BEGIN Extracted entries

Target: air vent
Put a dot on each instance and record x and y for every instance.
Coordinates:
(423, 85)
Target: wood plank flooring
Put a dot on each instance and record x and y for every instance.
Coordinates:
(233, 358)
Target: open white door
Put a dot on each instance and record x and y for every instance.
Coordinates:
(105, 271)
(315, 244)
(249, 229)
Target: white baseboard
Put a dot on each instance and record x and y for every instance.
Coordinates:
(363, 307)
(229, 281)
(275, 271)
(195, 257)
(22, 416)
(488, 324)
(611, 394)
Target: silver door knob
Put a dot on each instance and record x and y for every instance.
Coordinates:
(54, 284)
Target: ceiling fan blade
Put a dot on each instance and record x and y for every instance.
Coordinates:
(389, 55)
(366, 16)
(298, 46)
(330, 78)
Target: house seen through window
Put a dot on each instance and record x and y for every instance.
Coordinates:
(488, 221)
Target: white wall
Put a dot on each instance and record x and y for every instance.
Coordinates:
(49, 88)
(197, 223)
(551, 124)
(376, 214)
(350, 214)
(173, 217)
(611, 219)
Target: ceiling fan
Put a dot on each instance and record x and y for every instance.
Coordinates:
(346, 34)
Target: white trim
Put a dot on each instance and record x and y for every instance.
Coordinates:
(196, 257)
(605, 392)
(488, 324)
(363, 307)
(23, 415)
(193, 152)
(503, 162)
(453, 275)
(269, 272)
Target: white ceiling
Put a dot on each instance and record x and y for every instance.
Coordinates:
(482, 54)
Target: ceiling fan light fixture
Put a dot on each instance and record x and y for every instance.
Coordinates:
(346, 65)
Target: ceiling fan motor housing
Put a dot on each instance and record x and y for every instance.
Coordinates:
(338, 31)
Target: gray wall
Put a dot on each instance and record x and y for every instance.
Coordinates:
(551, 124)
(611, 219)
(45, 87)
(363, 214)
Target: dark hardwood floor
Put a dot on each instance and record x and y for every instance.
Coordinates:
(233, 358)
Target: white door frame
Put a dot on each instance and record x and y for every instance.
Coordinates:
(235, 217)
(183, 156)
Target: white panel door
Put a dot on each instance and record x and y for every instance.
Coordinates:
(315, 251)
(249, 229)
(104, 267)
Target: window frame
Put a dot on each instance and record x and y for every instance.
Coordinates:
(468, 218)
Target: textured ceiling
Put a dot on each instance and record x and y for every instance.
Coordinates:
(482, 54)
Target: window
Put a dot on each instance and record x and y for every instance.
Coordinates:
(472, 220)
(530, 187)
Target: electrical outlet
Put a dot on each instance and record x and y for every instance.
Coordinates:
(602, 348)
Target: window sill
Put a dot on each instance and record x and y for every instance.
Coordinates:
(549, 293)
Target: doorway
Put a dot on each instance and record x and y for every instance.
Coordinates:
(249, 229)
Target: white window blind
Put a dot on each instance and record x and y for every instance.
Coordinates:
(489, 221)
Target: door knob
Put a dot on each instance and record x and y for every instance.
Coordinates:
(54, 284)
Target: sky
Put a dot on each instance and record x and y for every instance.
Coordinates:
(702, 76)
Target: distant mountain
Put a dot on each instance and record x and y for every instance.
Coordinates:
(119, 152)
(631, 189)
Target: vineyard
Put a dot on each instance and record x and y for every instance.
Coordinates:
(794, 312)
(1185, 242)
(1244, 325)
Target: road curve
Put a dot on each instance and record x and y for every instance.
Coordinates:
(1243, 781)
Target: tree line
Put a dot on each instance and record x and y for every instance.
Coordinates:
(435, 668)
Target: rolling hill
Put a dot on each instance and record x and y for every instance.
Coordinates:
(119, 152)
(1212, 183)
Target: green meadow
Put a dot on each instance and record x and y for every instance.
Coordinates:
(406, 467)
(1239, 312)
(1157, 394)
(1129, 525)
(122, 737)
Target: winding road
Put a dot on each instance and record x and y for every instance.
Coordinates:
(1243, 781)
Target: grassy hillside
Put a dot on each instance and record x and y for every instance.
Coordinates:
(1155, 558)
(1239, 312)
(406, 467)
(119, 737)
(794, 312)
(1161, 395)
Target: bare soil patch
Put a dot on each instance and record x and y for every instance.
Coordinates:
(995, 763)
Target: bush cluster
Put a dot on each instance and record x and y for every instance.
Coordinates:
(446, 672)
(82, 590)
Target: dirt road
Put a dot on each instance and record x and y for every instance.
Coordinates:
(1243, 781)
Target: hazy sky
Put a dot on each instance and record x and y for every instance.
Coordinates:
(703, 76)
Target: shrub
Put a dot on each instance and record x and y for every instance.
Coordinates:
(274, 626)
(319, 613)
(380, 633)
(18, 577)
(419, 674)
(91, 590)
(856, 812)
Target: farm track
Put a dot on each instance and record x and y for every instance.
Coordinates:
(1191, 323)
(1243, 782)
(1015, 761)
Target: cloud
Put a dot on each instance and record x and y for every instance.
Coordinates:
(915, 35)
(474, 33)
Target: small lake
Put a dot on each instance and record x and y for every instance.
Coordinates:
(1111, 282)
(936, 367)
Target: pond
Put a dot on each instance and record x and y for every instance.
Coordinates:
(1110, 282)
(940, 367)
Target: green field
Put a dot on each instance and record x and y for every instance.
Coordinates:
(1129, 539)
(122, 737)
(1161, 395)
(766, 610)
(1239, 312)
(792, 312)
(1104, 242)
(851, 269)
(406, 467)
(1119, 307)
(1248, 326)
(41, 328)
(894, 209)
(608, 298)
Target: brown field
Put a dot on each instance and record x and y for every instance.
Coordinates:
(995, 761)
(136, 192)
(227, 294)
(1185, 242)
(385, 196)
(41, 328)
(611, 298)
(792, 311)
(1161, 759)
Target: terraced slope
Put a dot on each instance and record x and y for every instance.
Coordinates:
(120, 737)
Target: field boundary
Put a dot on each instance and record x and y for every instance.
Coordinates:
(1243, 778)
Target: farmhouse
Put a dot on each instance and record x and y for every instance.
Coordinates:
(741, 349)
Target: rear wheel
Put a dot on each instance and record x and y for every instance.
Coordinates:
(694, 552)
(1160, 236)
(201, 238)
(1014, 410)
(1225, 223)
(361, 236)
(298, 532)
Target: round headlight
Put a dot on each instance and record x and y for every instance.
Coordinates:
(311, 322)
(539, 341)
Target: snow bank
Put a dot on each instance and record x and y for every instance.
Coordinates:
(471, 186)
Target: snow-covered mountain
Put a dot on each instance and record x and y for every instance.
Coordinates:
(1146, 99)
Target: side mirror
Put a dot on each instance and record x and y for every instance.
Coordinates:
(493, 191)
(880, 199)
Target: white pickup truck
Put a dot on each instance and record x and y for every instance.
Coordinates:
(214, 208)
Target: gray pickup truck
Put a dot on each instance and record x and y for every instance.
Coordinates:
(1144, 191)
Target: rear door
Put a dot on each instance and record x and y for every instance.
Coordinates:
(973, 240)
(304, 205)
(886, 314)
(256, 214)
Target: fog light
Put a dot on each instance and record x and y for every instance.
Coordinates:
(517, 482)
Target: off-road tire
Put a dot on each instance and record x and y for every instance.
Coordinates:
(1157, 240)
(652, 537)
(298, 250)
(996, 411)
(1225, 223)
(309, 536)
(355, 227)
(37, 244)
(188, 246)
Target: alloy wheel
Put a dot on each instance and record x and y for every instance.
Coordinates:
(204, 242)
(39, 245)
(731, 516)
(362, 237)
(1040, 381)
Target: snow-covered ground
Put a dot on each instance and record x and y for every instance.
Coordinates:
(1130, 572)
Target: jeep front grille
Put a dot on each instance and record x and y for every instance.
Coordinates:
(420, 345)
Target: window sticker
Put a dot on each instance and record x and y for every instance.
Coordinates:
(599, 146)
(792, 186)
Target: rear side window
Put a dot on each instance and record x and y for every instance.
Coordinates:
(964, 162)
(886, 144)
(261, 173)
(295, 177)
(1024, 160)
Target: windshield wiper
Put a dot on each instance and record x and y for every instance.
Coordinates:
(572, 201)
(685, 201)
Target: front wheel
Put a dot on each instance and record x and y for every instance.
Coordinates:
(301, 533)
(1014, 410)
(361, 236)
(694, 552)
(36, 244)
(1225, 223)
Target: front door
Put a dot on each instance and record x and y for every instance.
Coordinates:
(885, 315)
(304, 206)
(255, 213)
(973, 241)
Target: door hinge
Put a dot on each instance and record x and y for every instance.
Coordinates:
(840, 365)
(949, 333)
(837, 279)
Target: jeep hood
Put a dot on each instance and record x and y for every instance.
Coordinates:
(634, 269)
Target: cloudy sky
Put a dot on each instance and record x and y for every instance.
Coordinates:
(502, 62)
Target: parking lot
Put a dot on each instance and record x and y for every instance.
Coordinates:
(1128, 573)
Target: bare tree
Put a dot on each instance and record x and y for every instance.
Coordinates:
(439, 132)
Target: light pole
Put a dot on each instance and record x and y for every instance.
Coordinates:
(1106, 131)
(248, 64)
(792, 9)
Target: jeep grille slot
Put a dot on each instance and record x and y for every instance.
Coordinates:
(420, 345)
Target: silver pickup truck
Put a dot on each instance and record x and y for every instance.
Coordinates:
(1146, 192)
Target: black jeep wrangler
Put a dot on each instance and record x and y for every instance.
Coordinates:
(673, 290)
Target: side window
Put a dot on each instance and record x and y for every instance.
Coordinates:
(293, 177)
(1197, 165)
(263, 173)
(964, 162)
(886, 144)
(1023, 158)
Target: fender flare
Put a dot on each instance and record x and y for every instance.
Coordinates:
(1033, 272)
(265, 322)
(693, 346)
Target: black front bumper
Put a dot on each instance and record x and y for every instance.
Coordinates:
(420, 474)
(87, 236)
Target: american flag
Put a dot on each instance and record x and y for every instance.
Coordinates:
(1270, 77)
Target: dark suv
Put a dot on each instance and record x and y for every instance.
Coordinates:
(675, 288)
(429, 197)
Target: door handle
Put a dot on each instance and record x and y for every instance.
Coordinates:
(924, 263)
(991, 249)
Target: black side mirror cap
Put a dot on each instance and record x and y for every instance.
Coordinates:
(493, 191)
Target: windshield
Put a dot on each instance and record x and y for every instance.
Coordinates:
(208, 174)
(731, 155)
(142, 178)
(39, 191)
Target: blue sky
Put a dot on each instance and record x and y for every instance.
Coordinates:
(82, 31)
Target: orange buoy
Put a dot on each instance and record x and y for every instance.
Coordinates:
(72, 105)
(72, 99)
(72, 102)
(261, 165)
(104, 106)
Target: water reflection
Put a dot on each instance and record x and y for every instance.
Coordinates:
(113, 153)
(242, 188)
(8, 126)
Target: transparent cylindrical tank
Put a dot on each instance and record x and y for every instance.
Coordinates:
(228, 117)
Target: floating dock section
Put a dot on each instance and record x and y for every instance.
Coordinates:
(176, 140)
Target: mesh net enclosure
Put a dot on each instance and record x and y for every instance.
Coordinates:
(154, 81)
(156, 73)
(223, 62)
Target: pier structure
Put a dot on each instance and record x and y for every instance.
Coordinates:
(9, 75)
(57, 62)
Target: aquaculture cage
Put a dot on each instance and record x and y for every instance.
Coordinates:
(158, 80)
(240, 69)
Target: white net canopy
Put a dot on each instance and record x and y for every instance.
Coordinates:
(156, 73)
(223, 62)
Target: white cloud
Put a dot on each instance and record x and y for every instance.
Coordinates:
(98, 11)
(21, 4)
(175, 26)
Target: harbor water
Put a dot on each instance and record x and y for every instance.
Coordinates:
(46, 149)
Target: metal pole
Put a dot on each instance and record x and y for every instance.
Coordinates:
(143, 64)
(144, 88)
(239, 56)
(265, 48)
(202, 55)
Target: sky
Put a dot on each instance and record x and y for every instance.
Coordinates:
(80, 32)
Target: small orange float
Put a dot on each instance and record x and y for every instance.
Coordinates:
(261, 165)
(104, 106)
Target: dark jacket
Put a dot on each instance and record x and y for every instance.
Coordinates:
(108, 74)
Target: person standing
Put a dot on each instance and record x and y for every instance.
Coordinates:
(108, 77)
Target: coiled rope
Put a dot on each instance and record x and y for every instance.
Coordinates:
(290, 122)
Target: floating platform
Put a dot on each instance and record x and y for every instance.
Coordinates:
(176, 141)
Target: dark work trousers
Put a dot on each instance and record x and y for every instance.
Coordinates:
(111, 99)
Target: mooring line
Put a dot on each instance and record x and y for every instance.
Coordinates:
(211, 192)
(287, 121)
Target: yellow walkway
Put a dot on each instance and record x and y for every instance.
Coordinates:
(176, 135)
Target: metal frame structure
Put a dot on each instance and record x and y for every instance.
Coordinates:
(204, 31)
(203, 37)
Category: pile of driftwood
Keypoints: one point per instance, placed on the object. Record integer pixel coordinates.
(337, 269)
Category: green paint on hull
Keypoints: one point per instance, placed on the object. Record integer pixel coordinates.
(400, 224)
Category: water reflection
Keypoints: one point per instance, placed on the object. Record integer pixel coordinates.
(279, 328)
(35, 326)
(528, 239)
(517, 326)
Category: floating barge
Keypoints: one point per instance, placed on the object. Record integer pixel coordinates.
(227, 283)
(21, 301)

END Extracted entries

▸ **Your instructions**
Within the entries above, how many lines hold the string "road"? State the number with no other words.

▸ **Worked solution**
4